(Image location labeling entries)

--- Start ---

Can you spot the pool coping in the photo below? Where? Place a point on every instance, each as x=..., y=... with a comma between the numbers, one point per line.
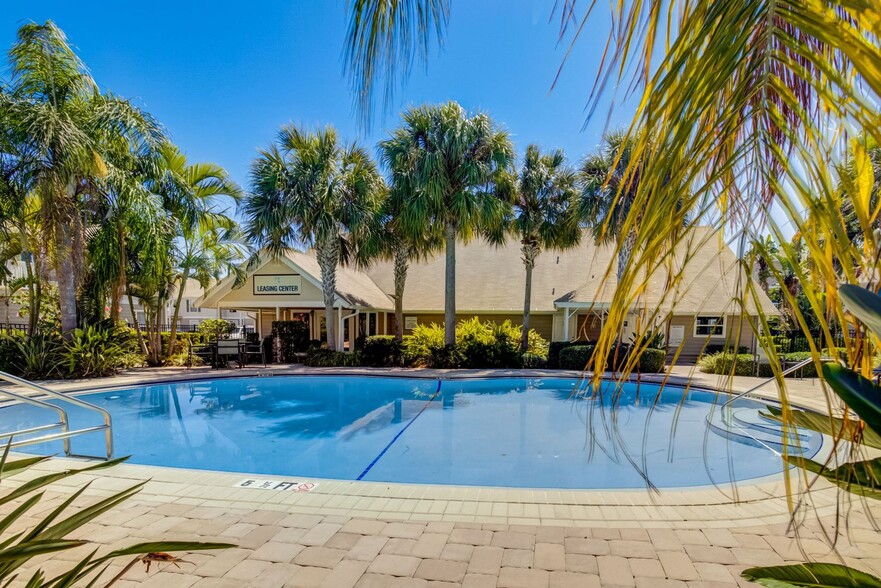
x=747, y=503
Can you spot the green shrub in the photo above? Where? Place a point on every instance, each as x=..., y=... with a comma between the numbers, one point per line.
x=331, y=358
x=213, y=329
x=575, y=357
x=91, y=352
x=652, y=361
x=534, y=361
x=478, y=345
x=382, y=351
x=554, y=349
x=425, y=341
x=488, y=345
x=292, y=337
x=38, y=357
x=722, y=363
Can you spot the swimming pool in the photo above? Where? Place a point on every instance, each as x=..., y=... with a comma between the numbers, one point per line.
x=518, y=432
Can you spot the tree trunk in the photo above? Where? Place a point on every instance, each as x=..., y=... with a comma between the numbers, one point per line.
x=450, y=285
x=65, y=276
x=328, y=251
x=117, y=288
x=402, y=264
x=33, y=308
x=530, y=251
x=172, y=340
x=131, y=306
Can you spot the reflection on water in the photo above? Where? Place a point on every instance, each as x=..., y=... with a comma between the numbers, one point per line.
x=508, y=432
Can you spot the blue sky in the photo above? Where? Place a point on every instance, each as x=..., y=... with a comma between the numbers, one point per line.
x=222, y=77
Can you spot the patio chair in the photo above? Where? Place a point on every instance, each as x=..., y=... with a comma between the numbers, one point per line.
x=227, y=348
x=254, y=350
x=204, y=352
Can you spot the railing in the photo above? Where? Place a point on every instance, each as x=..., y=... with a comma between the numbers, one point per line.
x=63, y=422
x=785, y=372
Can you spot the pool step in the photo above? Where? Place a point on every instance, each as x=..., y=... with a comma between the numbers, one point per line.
x=749, y=429
x=753, y=419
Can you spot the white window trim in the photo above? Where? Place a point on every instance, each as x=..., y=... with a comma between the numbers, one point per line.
x=718, y=336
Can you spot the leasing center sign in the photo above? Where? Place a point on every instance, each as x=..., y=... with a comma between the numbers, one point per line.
x=278, y=284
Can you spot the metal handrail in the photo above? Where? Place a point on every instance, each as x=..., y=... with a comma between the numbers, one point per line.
x=108, y=422
x=785, y=372
x=62, y=418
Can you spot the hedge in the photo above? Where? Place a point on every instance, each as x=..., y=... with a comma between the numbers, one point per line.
x=330, y=358
x=576, y=357
x=382, y=351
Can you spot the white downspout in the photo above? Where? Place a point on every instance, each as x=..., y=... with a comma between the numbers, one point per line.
x=351, y=331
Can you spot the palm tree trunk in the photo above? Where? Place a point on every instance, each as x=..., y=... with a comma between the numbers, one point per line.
x=116, y=290
x=33, y=308
x=172, y=339
x=131, y=306
x=402, y=264
x=328, y=251
x=65, y=276
x=450, y=285
x=530, y=251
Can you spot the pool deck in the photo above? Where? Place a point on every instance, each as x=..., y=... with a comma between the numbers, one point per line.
x=365, y=534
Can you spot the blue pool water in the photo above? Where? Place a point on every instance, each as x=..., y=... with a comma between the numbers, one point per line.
x=496, y=432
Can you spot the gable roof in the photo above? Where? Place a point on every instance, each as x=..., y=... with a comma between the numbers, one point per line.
x=492, y=279
x=710, y=278
x=354, y=288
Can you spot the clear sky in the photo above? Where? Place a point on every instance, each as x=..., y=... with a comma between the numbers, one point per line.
x=223, y=76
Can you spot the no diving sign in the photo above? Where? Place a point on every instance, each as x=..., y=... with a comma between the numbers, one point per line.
x=288, y=485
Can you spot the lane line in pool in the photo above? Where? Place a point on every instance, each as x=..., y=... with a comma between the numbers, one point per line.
x=401, y=432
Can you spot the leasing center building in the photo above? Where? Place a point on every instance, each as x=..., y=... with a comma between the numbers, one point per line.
x=569, y=293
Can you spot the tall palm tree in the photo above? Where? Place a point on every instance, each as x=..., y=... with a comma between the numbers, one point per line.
x=207, y=244
x=404, y=237
x=309, y=189
x=205, y=254
x=546, y=213
x=452, y=161
x=608, y=194
x=66, y=124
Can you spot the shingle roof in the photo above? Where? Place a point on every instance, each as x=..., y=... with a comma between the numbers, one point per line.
x=351, y=284
x=493, y=278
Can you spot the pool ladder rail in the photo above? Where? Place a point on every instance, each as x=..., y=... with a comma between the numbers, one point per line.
x=65, y=433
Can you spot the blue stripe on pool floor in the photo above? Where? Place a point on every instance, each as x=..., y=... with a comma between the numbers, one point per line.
x=401, y=432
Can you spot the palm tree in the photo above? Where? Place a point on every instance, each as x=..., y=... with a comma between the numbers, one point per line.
x=402, y=238
x=207, y=243
x=451, y=161
x=546, y=213
x=311, y=190
x=65, y=124
x=205, y=254
x=608, y=194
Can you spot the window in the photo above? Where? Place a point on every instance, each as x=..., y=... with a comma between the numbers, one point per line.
x=709, y=326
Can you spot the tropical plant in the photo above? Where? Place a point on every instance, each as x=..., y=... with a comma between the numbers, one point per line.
x=452, y=162
x=91, y=352
x=53, y=525
x=404, y=235
x=862, y=477
x=609, y=184
x=65, y=126
x=207, y=245
x=546, y=213
x=311, y=190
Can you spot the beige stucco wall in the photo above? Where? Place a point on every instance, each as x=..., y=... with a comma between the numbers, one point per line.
x=310, y=295
x=692, y=346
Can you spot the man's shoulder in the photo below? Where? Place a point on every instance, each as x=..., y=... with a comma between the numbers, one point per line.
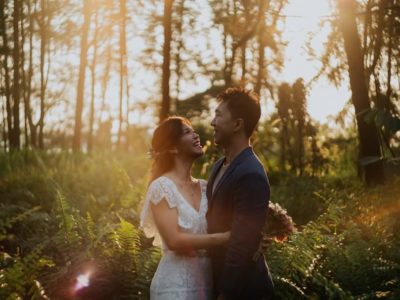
x=252, y=165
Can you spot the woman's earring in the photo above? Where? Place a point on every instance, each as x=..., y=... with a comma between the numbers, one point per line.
x=173, y=151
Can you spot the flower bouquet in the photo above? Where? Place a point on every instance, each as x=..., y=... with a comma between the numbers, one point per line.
x=279, y=225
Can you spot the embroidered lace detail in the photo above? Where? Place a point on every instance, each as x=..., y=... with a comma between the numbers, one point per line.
x=180, y=277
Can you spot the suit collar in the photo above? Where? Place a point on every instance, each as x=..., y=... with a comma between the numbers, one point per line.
x=232, y=166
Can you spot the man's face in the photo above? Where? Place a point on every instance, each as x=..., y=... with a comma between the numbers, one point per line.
x=224, y=125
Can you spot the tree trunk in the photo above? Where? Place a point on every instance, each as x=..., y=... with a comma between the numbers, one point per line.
x=6, y=68
x=166, y=72
x=76, y=146
x=178, y=61
x=93, y=77
x=32, y=126
x=43, y=44
x=122, y=65
x=368, y=135
x=261, y=59
x=23, y=77
x=15, y=135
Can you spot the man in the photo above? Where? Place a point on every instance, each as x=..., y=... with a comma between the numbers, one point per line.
x=238, y=192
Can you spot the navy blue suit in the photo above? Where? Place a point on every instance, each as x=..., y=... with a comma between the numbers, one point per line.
x=239, y=204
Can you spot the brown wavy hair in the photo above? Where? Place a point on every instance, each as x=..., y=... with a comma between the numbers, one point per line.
x=165, y=137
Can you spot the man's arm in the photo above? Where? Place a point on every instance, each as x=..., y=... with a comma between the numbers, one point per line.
x=251, y=197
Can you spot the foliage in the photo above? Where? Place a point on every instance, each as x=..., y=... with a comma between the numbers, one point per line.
x=346, y=245
x=347, y=252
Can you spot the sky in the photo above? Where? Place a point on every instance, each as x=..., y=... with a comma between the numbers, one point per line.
x=303, y=18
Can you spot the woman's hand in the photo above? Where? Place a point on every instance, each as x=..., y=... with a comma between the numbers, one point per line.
x=223, y=237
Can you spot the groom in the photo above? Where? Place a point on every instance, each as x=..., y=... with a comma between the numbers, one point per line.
x=238, y=192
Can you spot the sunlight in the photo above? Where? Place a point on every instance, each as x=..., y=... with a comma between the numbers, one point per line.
x=302, y=20
x=82, y=281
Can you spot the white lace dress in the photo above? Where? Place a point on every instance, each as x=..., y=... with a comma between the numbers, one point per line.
x=180, y=277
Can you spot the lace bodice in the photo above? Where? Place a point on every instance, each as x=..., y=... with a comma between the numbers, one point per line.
x=189, y=219
x=180, y=277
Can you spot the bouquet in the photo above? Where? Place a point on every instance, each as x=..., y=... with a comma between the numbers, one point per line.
x=279, y=225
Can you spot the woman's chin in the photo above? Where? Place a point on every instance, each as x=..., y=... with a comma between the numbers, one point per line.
x=198, y=153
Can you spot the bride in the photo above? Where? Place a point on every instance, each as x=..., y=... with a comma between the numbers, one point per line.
x=178, y=204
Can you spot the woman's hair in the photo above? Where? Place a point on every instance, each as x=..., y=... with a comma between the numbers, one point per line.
x=165, y=137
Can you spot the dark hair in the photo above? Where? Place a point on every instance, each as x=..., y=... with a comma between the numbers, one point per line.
x=165, y=137
x=243, y=104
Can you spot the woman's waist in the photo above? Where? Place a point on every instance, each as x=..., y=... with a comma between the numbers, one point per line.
x=185, y=254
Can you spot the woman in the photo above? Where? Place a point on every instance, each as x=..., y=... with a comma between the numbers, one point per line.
x=178, y=204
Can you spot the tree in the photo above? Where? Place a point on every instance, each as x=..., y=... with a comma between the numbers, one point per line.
x=82, y=74
x=166, y=72
x=15, y=133
x=368, y=135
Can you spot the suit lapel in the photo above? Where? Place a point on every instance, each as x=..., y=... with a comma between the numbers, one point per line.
x=237, y=161
x=213, y=175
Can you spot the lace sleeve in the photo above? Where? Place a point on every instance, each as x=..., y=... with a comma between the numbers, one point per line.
x=157, y=191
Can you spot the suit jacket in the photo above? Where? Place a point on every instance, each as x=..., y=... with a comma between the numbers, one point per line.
x=239, y=204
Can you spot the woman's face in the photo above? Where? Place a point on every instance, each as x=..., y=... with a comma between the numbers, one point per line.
x=189, y=143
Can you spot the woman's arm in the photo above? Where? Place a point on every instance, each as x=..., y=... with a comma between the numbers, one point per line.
x=166, y=220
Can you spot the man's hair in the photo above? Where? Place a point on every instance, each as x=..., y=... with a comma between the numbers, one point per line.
x=242, y=104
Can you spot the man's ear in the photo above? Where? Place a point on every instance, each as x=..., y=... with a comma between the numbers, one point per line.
x=173, y=151
x=239, y=124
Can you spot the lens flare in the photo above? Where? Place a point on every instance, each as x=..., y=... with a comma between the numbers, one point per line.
x=82, y=281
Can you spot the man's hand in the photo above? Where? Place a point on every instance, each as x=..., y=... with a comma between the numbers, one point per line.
x=266, y=242
x=222, y=297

--- End ---

Written instruction: Copy out the data from its first line through the line that contains "x=278, y=284", and include both of those lines. Leave the pictures out of your answer.

Written answer:
Can you spot the pool coping in the photo below? Where? Place a point on every instance, each as x=..., y=... with a comma between the numbers, one point per line.
x=747, y=503
Can you spot the green shrub in the photo above? Where? Place a point on every instance, each as x=..., y=... with a comma between the numbers, one point per line.
x=331, y=358
x=213, y=329
x=575, y=357
x=91, y=352
x=652, y=361
x=534, y=361
x=478, y=345
x=382, y=351
x=554, y=349
x=425, y=341
x=488, y=345
x=292, y=337
x=38, y=357
x=722, y=363
Can you spot the swimming pool in the photo above? Where? Place a point on every instance, each as x=..., y=... with a comma between the numbers, one point per line.
x=518, y=432
Can you spot the tree trunk in the photo above? Where? Place a point on every instance, each as x=..., y=... with a comma between the numbers, one point per line.
x=450, y=285
x=65, y=276
x=328, y=251
x=117, y=288
x=402, y=264
x=33, y=308
x=530, y=251
x=172, y=340
x=131, y=306
Can you spot the reflection on water in the photo above? Where? Place a point on every instance, each as x=..., y=... with a comma between the numbers, one point per line.
x=508, y=432
Can you spot the blue sky in the photo above? Where? Place a point on every instance, each as x=..., y=... with a comma between the numbers, one point per line.
x=222, y=77
Can you spot the patio chair in the photo above? Where? Place a point on every instance, each as x=..., y=... with a comma between the numbers, one point per line.
x=227, y=348
x=254, y=350
x=204, y=352
Can you spot the railing in the photo above? Where? Place a point on every instance, each as x=..., y=... with a comma between the numbers, one point per line.
x=63, y=422
x=785, y=372
Can you spot the pool step in the photo above? Where? Place a point on every instance, each as x=..., y=... with a comma between the numbers, one point per line.
x=749, y=429
x=753, y=419
Can you spot the white window trim in the photo above? Where? Place a point on every instance, each as x=..., y=... with a comma between the numbers, one point per line.
x=718, y=336
Can you spot the leasing center sign in the photo above? Where? Place a point on every instance, each as x=..., y=... with a comma between the numbers, one point per line.
x=278, y=284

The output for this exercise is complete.